* ASSIGNMENT *
For each line in the data below that holds "antelope", return a copy.

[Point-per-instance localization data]

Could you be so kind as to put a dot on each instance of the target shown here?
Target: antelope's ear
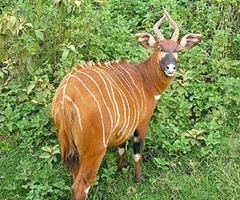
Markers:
(146, 40)
(189, 41)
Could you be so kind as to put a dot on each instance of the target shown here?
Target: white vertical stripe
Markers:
(99, 107)
(100, 91)
(77, 109)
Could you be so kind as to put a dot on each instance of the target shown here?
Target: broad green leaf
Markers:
(39, 34)
(30, 88)
(65, 54)
(46, 148)
(45, 155)
(13, 20)
(78, 3)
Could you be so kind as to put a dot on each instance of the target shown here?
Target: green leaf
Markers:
(46, 148)
(45, 155)
(39, 34)
(30, 88)
(13, 20)
(78, 3)
(235, 62)
(65, 54)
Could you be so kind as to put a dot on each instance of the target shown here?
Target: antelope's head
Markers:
(166, 50)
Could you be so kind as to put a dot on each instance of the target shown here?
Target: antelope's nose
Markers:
(171, 68)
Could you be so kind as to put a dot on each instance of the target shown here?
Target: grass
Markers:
(215, 177)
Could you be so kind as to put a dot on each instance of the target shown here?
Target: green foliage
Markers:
(41, 40)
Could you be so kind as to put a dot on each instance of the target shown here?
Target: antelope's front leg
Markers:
(122, 149)
(137, 149)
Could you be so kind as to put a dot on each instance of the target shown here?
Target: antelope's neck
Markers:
(155, 81)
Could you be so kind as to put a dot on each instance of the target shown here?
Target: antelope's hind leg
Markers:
(122, 149)
(137, 149)
(89, 166)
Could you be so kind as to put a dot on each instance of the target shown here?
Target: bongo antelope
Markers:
(99, 106)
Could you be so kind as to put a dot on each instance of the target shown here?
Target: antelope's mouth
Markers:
(169, 70)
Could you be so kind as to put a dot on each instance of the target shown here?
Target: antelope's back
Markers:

* ANSWER TO THE EXERCISE *
Target: antelope's ear
Target: antelope's head
Target: antelope's nose
Target: antelope's front leg
Target: antelope's neck
Target: antelope's hind leg
Target: bongo antelope
Target: antelope's mouth
Target: antelope's back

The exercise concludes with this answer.